§ **ACTIVITY**
Would you please repeat the lines in the listing below from the one containing "Annotate bicycle wheel with boxes." through the final one, exactly as they appear?
▼▼▼
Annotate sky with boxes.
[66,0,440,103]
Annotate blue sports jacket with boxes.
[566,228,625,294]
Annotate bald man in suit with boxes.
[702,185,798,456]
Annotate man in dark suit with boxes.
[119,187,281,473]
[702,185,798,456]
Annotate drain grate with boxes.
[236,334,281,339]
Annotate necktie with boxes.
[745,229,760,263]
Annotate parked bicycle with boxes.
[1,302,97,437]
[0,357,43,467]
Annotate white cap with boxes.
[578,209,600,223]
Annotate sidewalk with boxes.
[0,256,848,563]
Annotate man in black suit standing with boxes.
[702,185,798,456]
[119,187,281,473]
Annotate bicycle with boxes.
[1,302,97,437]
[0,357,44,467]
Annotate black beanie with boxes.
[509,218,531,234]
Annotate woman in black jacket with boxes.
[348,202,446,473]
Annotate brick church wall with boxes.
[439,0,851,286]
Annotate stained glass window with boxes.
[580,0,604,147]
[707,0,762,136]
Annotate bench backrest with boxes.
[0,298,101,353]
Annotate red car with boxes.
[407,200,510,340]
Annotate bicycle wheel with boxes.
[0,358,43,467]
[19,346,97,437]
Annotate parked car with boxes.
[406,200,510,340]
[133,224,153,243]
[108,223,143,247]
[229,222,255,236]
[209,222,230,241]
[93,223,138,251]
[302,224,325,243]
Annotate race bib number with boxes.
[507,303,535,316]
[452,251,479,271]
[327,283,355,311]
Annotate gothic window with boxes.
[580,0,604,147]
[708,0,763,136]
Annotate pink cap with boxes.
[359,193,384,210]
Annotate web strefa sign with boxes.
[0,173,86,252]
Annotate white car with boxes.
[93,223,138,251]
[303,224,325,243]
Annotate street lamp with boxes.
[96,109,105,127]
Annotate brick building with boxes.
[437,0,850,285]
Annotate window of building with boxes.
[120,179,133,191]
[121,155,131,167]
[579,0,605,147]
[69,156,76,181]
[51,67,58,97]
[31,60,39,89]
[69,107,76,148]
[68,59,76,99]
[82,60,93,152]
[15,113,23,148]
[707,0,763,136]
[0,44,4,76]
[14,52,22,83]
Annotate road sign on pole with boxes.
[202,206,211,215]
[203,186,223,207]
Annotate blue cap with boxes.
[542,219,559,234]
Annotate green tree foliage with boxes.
▲▲▲
§ **YOUR RESPONSE**
Annotate bicycle wheel with boxes.
[0,358,43,467]
[19,346,97,437]
Annotate parked car with boxes.
[406,200,510,340]
[133,224,153,243]
[108,223,143,247]
[229,222,255,236]
[209,222,230,241]
[93,223,138,251]
[302,224,325,243]
Annotate race bib number with boxes.
[507,303,535,316]
[452,251,479,271]
[327,283,355,311]
Annotate gothic window with boxes.
[580,0,604,147]
[708,0,763,136]
Annotate pink cap with boxes.
[359,193,384,210]
Annotate web strefa sign with boxes.
[0,173,86,252]
Annotate white car with boxes.
[93,223,138,251]
[303,224,325,243]
Annotate street lamp with boxes.
[96,109,105,127]
Annotate brick building with boxes.
[437,0,850,285]
Annotate window of building with boxes.
[120,179,133,191]
[121,155,131,167]
[579,0,605,147]
[69,156,76,181]
[51,67,58,97]
[31,60,39,89]
[69,107,76,148]
[68,59,76,99]
[82,60,93,152]
[15,113,23,148]
[707,0,763,136]
[0,44,4,76]
[14,52,22,83]
Annotate road sign on pole with boxes.
[202,206,211,215]
[203,186,223,207]
Annotate blue cap with boxes.
[542,219,559,234]
Annotate green tree foliage with boxes.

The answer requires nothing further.